Start of Given records

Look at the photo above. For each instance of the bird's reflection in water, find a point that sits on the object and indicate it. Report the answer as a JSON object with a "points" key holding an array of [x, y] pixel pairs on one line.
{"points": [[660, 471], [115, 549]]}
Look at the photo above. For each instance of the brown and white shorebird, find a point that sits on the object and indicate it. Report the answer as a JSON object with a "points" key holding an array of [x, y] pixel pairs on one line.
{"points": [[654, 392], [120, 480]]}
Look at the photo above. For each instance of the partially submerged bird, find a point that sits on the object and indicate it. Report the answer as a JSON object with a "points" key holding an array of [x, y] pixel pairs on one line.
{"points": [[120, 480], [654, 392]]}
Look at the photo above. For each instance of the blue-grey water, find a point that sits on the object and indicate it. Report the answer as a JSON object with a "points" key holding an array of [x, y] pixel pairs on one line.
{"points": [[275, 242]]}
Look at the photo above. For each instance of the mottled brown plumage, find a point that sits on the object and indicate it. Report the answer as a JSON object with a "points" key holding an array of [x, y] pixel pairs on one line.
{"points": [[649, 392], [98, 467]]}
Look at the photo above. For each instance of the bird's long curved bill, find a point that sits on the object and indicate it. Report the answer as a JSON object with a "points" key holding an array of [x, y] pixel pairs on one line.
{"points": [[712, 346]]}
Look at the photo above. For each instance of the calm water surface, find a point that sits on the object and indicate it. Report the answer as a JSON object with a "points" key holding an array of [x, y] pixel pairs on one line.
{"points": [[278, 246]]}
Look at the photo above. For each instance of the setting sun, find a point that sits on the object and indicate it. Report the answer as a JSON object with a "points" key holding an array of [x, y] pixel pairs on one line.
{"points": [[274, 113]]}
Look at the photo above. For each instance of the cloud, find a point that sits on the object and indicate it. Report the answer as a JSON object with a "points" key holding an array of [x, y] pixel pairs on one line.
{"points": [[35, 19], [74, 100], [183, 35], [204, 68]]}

End of Given records

Problem statement
Please rescale the material from the line with "the bird's long" through the end of the material, both included, and give only those lines back. Keep the requests unchanged, and multiply every x and y point coordinate in the answers by 0.6, rounding to whole numbers with halves going up.

Reply to the task
Look at the photo above. For each instance of the bird's long curved bill, find a point that sits on the object and indicate it. Report the answer as a JSON object with a "points" key holding an array of [x, y] pixel pairs on one line.
{"points": [[427, 208]]}
Look at the photo above. For each instance of the calm water surface, find a point that sits on the object and indicate it. Report the answer as a JSON object with a "points" key holding an array of [x, y] pixel pairs on one line.
{"points": [[167, 148]]}
Look at the photo above. For each instance of the setting sun, find a point that sits on the object and indicate it. Report the answer as a JSON object with a "points" key holding an array of [x, y] pixel pairs on one line.
{"points": [[164, 68]]}
Look at the photo above. For each instance of the cloud, find a point that sits on the object and indicate it. Report the answer as a JSON object with a "points" key holding an array of [x, y] pixel pairs on one line.
{"points": [[21, 11], [44, 60], [110, 21], [122, 41]]}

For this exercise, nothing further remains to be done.